Data excerpts
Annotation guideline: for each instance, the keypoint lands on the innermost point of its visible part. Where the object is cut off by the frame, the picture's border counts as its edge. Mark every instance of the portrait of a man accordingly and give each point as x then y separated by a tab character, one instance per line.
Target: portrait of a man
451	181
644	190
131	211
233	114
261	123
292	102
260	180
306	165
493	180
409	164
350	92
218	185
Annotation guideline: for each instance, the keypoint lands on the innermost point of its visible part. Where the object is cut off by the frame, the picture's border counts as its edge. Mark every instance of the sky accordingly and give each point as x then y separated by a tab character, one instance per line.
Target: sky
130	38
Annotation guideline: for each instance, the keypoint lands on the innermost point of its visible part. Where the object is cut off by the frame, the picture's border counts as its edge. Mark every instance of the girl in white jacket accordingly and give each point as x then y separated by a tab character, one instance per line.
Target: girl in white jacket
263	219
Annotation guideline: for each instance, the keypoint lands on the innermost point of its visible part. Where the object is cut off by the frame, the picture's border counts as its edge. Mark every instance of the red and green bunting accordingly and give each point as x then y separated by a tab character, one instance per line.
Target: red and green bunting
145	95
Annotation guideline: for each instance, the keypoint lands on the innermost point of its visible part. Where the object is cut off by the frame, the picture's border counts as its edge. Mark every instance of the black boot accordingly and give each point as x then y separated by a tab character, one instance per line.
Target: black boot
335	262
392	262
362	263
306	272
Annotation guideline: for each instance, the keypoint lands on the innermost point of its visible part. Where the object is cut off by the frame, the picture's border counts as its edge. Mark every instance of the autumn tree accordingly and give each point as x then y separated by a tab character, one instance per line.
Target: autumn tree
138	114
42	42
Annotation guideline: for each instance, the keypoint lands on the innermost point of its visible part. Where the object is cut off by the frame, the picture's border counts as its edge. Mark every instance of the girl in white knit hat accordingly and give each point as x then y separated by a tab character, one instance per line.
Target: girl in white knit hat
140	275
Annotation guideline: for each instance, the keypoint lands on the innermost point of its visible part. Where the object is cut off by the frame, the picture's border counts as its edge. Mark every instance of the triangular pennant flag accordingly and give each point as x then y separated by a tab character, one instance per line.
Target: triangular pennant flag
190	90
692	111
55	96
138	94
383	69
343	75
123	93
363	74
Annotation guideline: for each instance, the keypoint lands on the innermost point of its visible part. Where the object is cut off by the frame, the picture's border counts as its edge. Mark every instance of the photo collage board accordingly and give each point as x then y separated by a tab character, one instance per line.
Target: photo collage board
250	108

— ACTION ITEM —
Copy out the records above without altering anything.

— RESPONSE TO THE TASK —
Annotation guideline: for each instance, the keypoint lands on the innermost point of its visible part. Where the object is cut off by the frame, the picture's border counts as its edge. Mark every instance of the portrait of a man accordingly and give each point as x then y separated by a tab character, one instance per line.
Target: portrait of a man
451	181
644	190
131	211
233	114
261	123
292	102
260	180
306	165
493	180
409	164
350	92
218	185
Annotation guideline: for each instance, the keypoint lands on the innermost point of its visible part. Where the object is cut off by the frame, the picture's border counts as its edge. Mark every instance of the sky accordingly and give each point as x then y separated by a tab character, one instance per line.
Target: sky
130	38
Annotation guideline: for each instance, the keypoint lands on the innermost point of its visible part. Where the object is cut off by the frame, the picture's border counts as its edge. Mark every instance of the girl in white jacket accordingly and give each point as x then y separated by a tab character, one instance per line.
Target: girl in white jacket
263	219
Annotation guideline: for each instance, the keypoint lands on the innermost point of its visible part. Where the object is cut off by the frame, the picture's border counts as its edge. Mark every instance of the red and green bunting accordingly and give each point as x then y separated by a tab character, one instance per line.
Target: red and green bunting
145	95
Annotation guideline: for each instance, the keypoint lands on the innermost point of its visible part. Where the object is cut off by the frame, the picture's border counts as its edge. Mark every instance of the black boot accordingly and give each point as x then y separated by a tab character, one instance per line.
Target: black boot
335	262
392	262
362	263
306	272
Annotation guideline: for each instance, the keypoint lands on the innermost point of its visible part. Where the object is cut off by the frame, the picture's border counts as its edge. Mark every instance of the autumn tree accordingly and give each point as x then y separated by a tab character, one instance per line.
Target: autumn tree
138	114
42	42
Annotation guideline: for each instance, the keypoint lands on the innermost point of its visible part. Where the object is cut off by the frame, the picture's border counts as its edge. Mark every instance of the girl in white knit hat accordingly and give each point as x then y separated by a tab character, one instance per line.
Target: girl in white knit hat
140	275
Annotation guideline: for each instance, the keypoint lands on the innermost point of its visible part. Where the object is cut off by the frame, the picture's border counts as its edge. Mark every instance of the triangular pennant flag accordingly and give each point as x then y separated by a tab character, one instance per line.
Target: triangular pennant flag
190	90
692	111
55	96
138	94
383	69
343	75
123	93
363	74
Annotation guideline: for each instance, the keypoint lands on the innermost point of its visible part. Where the object is cut off by the frame, the picture's border counts as its edge. Mark every instance of the photo collage board accordingly and give each point as x then y separated by a tab character, one instance per line.
Target: photo collage board
250	108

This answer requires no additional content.